Pull out every line of the listing below that contains the word "mountain".

*** Data in this exercise ***

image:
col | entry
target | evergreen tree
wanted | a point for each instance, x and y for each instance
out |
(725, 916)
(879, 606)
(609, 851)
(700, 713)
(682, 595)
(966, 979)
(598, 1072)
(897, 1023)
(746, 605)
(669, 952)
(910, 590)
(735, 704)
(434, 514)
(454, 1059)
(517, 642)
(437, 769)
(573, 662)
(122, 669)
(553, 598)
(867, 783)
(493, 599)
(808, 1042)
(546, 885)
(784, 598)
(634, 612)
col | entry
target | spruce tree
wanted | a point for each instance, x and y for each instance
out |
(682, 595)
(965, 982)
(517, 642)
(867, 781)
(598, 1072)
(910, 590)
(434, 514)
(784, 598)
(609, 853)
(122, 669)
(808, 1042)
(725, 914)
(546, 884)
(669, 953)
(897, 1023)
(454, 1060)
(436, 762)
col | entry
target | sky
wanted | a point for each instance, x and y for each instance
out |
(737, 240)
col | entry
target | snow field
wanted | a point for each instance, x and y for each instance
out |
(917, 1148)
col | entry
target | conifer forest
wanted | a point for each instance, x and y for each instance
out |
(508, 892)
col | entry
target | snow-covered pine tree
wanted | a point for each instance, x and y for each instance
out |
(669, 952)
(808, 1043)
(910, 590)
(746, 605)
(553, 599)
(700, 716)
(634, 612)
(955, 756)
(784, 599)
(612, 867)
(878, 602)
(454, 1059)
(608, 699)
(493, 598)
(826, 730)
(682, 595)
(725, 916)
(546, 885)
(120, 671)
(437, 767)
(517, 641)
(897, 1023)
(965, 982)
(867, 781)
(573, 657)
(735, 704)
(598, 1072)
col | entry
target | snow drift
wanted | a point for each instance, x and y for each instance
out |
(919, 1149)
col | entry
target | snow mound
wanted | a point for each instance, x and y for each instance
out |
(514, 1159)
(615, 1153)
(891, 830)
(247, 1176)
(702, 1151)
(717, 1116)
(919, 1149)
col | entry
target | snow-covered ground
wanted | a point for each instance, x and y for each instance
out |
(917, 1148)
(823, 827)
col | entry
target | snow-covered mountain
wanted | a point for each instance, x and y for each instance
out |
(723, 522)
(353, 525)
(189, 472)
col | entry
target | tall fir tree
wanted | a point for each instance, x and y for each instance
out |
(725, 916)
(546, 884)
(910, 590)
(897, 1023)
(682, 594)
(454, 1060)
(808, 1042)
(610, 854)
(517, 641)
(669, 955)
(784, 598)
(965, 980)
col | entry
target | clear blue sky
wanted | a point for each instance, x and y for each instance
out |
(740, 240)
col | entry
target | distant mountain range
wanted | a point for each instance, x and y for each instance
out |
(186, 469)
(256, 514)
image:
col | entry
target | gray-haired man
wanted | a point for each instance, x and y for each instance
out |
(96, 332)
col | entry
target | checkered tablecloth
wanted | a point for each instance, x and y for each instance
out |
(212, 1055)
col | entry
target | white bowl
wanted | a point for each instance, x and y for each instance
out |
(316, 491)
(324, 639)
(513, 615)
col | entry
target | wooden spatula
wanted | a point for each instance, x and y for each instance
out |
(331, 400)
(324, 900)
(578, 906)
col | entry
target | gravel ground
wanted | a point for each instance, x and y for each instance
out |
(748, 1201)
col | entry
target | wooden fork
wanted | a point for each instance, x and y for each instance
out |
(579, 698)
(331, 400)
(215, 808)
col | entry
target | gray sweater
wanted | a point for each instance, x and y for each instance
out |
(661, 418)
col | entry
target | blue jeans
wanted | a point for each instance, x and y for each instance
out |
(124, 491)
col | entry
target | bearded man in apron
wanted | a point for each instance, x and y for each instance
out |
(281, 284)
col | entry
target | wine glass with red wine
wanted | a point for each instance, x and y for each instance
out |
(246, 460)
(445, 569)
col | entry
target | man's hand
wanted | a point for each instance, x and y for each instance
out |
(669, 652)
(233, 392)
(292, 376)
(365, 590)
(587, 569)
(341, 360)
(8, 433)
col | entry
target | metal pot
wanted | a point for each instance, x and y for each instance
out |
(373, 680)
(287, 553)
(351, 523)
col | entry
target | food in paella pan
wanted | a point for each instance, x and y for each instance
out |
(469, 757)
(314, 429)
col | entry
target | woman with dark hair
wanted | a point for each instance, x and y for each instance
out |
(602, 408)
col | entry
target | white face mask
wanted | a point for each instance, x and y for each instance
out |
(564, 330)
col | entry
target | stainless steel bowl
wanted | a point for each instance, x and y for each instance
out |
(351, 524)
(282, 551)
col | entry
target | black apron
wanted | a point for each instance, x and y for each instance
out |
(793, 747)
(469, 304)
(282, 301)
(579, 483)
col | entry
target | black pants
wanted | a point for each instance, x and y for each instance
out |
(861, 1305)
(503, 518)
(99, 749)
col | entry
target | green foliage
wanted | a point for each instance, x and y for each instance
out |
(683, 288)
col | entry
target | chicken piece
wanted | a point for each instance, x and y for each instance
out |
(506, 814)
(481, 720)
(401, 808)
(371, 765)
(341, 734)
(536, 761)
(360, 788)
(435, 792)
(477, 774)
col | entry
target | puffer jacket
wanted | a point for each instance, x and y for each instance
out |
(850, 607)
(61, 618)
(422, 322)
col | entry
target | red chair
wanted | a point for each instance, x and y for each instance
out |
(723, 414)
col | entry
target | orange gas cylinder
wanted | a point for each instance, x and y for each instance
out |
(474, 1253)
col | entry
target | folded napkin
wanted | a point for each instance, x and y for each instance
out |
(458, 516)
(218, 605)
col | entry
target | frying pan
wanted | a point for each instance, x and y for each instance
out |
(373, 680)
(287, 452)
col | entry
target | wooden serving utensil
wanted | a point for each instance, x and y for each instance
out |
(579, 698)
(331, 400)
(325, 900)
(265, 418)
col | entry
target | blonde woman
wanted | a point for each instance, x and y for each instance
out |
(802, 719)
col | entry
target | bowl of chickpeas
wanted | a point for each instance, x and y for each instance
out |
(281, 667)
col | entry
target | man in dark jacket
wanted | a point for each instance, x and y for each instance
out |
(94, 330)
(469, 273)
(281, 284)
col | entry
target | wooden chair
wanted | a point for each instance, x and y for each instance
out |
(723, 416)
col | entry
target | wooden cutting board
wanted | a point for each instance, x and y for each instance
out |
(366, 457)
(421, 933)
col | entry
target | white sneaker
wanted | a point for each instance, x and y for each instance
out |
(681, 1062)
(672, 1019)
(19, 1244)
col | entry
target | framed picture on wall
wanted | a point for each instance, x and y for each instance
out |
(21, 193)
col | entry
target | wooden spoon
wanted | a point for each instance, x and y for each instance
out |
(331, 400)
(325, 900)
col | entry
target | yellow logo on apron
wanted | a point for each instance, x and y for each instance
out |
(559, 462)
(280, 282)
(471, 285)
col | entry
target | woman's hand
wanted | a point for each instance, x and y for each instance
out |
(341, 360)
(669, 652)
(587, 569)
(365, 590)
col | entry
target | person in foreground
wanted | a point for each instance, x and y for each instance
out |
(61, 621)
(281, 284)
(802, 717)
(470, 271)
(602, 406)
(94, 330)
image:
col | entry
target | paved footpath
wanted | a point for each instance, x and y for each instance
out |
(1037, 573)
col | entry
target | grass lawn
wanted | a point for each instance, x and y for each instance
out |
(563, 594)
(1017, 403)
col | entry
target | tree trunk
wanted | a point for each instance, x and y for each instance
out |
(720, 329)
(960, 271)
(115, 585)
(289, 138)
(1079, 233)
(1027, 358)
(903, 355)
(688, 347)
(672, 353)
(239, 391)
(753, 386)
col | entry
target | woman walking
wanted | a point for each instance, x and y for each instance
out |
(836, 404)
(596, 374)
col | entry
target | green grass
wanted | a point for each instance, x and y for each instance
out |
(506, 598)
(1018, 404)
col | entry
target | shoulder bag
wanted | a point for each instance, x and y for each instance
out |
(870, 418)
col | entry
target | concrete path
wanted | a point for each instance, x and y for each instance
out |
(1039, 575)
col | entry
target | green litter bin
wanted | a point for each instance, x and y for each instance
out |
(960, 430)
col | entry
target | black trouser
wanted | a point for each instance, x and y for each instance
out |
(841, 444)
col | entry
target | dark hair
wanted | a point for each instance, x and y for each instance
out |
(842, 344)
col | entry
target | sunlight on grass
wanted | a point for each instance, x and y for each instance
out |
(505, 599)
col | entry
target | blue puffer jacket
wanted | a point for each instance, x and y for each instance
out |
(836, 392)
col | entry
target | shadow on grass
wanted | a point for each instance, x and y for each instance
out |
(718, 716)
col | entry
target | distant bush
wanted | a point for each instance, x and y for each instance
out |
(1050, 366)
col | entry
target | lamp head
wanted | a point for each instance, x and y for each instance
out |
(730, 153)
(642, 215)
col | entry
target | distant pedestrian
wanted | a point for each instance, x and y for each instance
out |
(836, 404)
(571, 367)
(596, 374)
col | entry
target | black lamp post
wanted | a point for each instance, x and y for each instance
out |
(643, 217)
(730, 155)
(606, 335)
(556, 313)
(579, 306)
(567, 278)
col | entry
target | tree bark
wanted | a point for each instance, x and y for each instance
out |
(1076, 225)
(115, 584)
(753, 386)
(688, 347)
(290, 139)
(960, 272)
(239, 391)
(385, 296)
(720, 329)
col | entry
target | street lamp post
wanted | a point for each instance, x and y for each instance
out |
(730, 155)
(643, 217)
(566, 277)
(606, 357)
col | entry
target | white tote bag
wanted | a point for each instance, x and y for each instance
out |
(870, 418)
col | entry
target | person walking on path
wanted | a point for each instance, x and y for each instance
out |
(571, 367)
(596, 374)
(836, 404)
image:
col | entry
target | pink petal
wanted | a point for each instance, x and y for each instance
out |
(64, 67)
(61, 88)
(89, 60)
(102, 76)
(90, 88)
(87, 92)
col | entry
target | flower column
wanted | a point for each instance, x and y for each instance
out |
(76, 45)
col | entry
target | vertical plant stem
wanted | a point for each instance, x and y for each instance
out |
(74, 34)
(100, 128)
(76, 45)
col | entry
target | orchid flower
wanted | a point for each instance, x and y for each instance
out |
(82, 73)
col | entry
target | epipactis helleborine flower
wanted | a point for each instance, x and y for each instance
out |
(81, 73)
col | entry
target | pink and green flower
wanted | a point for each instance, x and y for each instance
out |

***

» **Answer to this problem**:
target | snow-covered mountain
target | distant mountain range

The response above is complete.